→ Problem requirements
Return each entry unchanged.

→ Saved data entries
=== Section Start ===
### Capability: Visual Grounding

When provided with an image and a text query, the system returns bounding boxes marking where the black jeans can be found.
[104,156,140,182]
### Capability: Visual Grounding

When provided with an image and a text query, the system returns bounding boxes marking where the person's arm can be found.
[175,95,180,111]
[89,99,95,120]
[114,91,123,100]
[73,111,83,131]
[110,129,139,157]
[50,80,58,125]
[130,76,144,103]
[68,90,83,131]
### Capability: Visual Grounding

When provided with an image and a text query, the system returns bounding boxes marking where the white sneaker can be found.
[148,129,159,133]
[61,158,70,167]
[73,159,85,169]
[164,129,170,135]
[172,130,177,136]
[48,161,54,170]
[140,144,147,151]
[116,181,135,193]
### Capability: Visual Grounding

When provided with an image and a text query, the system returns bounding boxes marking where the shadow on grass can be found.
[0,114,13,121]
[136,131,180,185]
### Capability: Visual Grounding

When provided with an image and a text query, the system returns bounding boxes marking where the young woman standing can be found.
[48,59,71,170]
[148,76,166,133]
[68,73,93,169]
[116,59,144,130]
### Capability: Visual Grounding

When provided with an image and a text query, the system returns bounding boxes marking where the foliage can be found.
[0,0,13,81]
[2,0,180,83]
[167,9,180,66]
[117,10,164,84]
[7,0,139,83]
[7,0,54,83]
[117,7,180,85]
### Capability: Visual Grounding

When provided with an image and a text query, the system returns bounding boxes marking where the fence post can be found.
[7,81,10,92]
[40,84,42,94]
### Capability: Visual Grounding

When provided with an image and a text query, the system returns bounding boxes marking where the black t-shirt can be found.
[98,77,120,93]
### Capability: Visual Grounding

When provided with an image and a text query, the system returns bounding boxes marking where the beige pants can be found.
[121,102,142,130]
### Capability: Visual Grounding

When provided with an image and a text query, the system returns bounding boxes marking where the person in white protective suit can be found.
=== Section End ===
→ Exercise answer
### Capability: Visual Grounding

When provided with an image and a text query, the system returns bounding boxes marking where the black jeans can be found.
[104,156,140,182]
### Capability: Visual Grounding

When provided with an image and a text query, the system returns bounding boxes marking where the person's arm can be found.
[175,95,180,111]
[89,99,95,120]
[114,91,123,100]
[73,111,83,131]
[110,129,139,157]
[50,80,58,125]
[130,76,144,103]
[68,90,83,131]
### Capability: Visual Grounding

When provided with an image and a text query, the system returns bounding boxes marking where the white sneaker can be found.
[148,129,159,133]
[61,158,70,167]
[73,159,85,169]
[164,129,170,135]
[172,130,177,136]
[48,161,54,170]
[140,144,147,151]
[116,181,135,193]
### Capability: Visual Grounding

When provided with an image and a text query, the system returns bounding boxes marking where the shadow on grass can be found.
[0,114,13,121]
[136,131,180,185]
### Capability: Visual Grounding

When provided with an image and a text query, the system returns bounding boxes marking where the young woman standing can be found.
[48,59,71,170]
[148,76,166,133]
[68,73,93,169]
[116,59,144,130]
### Capability: Visual Grounding

When provided with an image and a text query, the system returns bounding boxes marking where the foliage can be found.
[0,0,13,81]
[2,0,180,83]
[167,9,180,66]
[117,10,164,84]
[7,0,139,83]
[7,0,54,83]
[117,7,180,85]
### Capability: Visual Grounding

When provided with an image and a text query, the system returns bounding boxes marking where the fence post can be found.
[7,81,10,92]
[40,84,42,94]
### Capability: Visual Grounding

When provided with an image and a text query, the system returns bounding boxes marking where the black t-shirt can be found.
[98,77,120,93]
### Capability: Visual Grounding

When provided with an image and a text query, the system returns bounding boxes marking where the beige pants can be found.
[121,102,142,130]
### Capability: Visual Grounding

When provided with an image and a text query, the system returns bounding boxes marking where the person in white protective suit can be found.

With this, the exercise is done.